REQUIRED WORK.
1. In the band thread below, what chair did MysticCompose hold in the All-City band?
2. Continue the band thread below from where it stops.

EXCERPT.
☆ ☆ ☆ ☆ ☆

# Do/Did you play in High School Band/Orchestra?



## MysticCompose

I came up with this thread idea. Actually, I wanted it to be a poll. But I can't find the option to do that; maybe because I'm new.
So if anyone just wants to chat about what instrument they played while in school, this is the place!

I played the French Horn. I very much enjoyed it, and I started off pretty decent with it too. By my second year playing I made the All-City band, third chair. But then, my feeling of love for playing suddenly changed with all the competition they forced us to do, both individually, and as a group. By the end of my junior year I was burned out. Competitions didn't make me want to strive to be better. It just gave me contempt for playing. Somewhere along the way I would even make mistakes purposefully during auditions, just to "stick it to the man" and hope it was just bad enough to keep me out of the running. I really lost touch with what learning music was really all about. And I miss it. I wish I kept with the French Horn. What a beautiful instrument. Oh well, haha, sorry for the rant. I hope everyone else has a happier story.


----------



## Fletcher

I played the violin in ensembles and orchestras at a Saturday school aged seven. During a rehearsal of Vaughan Williams Folk Song suite in my early teens - despite being the concertmaster - I got incredibly jealous of the oboist having all the attention and good solos and so decided to learn it for myself. I played the oboe in County Youth Orchestras during late teens, Music College ensembles now professionally.

☆ ☆ ☆ ☆ ☆

[Object point labels]
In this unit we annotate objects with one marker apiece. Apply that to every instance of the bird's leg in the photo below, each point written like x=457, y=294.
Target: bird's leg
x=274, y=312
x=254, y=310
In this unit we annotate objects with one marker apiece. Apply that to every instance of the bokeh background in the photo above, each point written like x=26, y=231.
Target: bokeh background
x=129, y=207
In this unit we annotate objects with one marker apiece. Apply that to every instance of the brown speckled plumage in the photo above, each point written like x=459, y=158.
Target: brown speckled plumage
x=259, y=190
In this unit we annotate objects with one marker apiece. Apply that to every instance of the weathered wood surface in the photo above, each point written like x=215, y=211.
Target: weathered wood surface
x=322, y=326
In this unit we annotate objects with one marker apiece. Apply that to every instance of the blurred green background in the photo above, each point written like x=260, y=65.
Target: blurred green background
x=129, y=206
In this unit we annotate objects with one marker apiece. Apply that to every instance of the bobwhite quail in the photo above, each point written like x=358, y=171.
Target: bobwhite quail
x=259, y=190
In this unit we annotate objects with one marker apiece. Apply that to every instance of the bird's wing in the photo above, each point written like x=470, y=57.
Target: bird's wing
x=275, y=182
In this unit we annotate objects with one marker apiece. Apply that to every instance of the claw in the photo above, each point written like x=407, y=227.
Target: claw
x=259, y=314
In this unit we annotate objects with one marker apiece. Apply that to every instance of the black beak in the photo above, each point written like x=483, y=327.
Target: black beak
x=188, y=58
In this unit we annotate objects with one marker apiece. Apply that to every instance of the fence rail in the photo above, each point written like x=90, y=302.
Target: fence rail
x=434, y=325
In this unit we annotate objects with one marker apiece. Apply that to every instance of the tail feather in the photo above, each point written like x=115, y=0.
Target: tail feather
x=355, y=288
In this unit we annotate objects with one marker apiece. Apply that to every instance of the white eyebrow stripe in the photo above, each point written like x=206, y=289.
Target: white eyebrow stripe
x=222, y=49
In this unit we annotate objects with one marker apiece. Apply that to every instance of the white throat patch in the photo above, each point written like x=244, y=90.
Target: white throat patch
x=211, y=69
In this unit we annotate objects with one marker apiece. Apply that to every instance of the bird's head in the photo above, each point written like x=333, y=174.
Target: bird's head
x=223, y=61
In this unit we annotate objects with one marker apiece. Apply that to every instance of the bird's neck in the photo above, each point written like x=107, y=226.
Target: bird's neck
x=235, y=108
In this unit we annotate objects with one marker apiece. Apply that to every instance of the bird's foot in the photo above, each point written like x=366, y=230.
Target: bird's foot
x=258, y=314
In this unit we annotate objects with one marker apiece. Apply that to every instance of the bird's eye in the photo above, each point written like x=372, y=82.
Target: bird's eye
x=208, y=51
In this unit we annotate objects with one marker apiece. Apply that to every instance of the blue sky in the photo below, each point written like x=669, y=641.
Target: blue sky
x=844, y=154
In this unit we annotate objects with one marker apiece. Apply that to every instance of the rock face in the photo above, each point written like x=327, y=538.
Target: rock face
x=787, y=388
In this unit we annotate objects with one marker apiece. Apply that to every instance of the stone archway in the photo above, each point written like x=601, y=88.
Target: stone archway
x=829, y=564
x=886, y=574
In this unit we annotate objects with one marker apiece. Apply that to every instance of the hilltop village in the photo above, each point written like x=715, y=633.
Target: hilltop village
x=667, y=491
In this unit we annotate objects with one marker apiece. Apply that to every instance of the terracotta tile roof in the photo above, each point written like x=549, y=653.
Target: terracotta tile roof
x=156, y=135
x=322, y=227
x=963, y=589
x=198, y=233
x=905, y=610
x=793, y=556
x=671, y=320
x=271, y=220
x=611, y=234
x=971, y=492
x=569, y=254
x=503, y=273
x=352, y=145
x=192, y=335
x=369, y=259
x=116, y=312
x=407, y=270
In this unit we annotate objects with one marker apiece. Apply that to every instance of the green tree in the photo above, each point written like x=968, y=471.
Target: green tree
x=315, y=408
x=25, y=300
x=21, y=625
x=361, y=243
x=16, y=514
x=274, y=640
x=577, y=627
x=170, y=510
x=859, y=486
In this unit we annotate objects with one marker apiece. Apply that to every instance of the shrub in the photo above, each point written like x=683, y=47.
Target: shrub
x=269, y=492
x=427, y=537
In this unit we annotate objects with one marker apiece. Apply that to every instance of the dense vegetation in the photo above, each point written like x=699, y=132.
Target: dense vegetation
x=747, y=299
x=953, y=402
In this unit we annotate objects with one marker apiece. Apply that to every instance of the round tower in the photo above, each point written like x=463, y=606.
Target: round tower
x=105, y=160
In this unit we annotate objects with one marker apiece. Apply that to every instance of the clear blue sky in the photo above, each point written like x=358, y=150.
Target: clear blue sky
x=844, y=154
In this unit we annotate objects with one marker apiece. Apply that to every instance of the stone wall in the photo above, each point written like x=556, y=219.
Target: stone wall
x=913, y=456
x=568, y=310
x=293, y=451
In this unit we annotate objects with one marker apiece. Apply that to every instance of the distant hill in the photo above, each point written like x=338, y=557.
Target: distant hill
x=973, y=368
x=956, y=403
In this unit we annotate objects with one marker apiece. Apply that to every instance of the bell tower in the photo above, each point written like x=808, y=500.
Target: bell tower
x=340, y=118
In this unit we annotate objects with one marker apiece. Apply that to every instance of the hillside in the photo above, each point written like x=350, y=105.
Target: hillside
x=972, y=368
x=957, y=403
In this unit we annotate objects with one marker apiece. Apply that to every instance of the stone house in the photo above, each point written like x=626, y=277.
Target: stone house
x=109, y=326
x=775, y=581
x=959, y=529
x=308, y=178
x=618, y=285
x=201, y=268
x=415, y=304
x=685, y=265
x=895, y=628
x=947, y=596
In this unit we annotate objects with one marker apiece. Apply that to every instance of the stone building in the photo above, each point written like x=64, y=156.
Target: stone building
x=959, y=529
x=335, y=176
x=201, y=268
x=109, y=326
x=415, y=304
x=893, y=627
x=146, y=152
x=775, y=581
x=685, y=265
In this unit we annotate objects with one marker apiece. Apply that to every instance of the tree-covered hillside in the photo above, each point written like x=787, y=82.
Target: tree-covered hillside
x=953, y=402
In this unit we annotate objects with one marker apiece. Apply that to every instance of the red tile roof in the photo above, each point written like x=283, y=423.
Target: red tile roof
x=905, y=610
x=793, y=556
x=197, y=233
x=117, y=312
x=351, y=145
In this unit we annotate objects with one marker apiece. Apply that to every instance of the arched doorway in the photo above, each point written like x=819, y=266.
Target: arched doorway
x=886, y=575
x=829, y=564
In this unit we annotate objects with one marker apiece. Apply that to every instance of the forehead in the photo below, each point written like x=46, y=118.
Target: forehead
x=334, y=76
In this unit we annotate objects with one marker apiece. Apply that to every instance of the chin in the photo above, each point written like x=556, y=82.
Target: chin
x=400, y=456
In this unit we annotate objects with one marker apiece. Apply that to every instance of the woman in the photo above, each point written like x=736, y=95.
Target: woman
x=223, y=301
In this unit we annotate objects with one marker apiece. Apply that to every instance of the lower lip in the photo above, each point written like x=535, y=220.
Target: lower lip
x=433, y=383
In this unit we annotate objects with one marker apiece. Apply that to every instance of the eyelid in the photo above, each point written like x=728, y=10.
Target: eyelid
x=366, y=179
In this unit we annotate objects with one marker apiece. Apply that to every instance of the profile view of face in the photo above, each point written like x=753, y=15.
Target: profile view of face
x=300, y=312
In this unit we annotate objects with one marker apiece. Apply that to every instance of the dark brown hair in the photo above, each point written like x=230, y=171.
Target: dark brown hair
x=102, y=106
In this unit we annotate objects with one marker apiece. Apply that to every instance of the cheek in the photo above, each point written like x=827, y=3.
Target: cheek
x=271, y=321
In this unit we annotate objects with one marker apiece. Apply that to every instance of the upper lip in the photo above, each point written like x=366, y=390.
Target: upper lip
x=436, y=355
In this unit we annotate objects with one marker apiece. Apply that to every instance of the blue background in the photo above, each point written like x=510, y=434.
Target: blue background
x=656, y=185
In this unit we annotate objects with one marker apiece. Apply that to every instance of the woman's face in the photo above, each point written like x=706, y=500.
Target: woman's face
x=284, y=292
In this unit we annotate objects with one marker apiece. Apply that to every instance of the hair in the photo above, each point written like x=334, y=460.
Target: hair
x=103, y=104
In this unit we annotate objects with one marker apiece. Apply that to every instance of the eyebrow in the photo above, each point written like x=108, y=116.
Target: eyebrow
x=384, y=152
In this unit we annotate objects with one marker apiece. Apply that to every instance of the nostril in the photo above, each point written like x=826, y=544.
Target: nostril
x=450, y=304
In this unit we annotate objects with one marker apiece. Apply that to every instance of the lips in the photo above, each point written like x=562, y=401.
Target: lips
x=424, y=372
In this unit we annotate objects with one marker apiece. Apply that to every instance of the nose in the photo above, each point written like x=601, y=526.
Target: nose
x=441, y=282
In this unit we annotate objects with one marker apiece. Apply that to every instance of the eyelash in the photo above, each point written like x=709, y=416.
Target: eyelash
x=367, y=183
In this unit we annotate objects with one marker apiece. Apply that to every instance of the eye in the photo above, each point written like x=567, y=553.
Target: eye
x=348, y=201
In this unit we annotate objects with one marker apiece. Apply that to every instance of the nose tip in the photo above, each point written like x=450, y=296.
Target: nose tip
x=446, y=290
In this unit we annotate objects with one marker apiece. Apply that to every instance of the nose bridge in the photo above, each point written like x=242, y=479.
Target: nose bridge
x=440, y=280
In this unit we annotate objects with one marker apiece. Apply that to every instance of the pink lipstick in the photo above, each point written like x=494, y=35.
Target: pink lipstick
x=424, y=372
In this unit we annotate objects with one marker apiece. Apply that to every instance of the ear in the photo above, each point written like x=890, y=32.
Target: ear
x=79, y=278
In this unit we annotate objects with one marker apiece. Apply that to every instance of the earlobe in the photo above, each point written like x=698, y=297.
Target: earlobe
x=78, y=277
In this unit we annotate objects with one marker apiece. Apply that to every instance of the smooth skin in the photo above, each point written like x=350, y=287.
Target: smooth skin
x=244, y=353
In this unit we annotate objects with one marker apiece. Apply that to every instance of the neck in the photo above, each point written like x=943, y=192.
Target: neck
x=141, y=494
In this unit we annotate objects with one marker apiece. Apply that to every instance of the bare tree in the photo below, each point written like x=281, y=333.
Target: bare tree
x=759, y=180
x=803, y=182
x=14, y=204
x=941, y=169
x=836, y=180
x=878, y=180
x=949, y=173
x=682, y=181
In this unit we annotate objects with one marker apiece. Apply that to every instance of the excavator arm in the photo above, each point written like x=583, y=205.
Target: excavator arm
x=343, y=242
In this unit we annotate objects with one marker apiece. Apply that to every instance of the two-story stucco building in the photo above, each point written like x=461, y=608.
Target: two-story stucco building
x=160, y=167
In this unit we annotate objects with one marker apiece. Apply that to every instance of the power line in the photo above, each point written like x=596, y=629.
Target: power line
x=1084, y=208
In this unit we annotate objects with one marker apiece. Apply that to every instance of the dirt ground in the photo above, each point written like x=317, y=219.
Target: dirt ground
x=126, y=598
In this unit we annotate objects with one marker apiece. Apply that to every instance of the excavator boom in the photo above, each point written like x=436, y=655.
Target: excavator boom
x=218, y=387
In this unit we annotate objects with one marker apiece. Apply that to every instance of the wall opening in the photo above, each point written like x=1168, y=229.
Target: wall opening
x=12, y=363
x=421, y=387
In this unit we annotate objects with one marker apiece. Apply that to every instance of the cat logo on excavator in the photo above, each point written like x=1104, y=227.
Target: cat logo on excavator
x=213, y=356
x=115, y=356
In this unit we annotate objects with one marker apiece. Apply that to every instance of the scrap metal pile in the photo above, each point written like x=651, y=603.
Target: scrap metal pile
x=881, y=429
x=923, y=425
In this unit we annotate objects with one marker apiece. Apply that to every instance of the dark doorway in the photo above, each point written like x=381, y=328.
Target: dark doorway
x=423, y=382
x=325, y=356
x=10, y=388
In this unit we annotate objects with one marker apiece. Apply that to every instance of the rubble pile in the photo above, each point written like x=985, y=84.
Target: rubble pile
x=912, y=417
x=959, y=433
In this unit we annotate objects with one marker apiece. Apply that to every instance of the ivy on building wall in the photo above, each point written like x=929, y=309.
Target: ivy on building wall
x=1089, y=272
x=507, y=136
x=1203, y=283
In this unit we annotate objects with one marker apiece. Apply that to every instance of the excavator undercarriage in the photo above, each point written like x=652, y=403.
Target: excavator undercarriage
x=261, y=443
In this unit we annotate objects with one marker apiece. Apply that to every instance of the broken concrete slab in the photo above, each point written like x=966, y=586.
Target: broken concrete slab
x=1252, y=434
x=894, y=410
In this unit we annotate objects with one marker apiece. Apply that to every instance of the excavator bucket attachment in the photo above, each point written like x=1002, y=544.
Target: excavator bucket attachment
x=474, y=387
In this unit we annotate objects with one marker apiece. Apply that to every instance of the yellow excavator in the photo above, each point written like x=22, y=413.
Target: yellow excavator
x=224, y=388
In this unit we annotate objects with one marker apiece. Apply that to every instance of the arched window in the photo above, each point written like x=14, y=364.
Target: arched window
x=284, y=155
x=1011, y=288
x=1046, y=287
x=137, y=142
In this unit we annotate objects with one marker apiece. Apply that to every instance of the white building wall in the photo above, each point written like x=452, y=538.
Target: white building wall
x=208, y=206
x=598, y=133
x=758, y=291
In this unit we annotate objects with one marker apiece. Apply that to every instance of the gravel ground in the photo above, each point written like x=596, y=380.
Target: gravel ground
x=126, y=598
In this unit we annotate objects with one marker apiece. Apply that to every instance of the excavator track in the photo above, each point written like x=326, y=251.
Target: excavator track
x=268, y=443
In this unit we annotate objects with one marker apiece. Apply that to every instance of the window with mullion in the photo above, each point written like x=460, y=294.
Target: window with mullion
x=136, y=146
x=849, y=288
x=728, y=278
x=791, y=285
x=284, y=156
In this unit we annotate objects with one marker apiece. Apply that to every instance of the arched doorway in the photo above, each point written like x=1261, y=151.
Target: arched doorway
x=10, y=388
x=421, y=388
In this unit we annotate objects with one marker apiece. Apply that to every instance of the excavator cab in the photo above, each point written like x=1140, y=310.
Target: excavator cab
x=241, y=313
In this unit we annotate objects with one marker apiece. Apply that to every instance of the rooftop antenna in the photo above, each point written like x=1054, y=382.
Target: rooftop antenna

☆ ☆ ☆ ☆ ☆

ANSWERS TO THE PROBLEMS.
1. Third chair.

2.
I now miss playing the violin in a beefy string section..


----------



## Pugg

I did play the piano in some "music" events during high school, some well know pieces by Gilbert & Sullivan, enjoy it very much although I must admit I would have like to sing .


----------



## corndogshuffle

I started playing trumpet in 6th grade. I didn't really want to be in band, my friend and I just wanted to get out of class for an hour every week. My family moved to a different state between 6th and 7th grade and I tried to quit band. My mom asked me if I was sure (she thought I actually liked band), and I decided to give it another year. My middle school band director was my favorite teacher ever and I ended up practicing really hard because I wanted to go to Universal Islands of Adventure on our spring trip. Along the way I ended up fully buying in and loving band. 

After 9th grade my family moved back to our hometown (just outside of Washington, DC). Was a decent but not great player (was never top band material) and kept playing trumpet until summer after 10th grade. My band director came up to me and said "I need a tuba, are you willing to switch" and told me that if I worked hard enough there was an open spot in symphonic band. So I brought a tuba and a sousaphone home over the summer and got lessons with a tuba player in the President's Own Marine Band. 

I came back after working really hard and went from being a middle tier trumpet player to the best tuba player at my school. Within a year and a half, I earned my way into a brass ensemble led by a National Symphony hornist, become 1st chair All-State in Virginia, and earned a major scholarship to play tuba and study music education at the University of Kentucky. Now I teach for a living and play on the side. And to think I nearly quit band after just one year...


----------



## MysticCompose

Wow, these are great stories! Thanks for contributing, everyone!


----------



## arpeggio

I played saxophone in junior high and high school band.

I went to college and eventually got a masters in music education.

While I was with the 75th Army Band at Fort Belvoir I took up the bassoon.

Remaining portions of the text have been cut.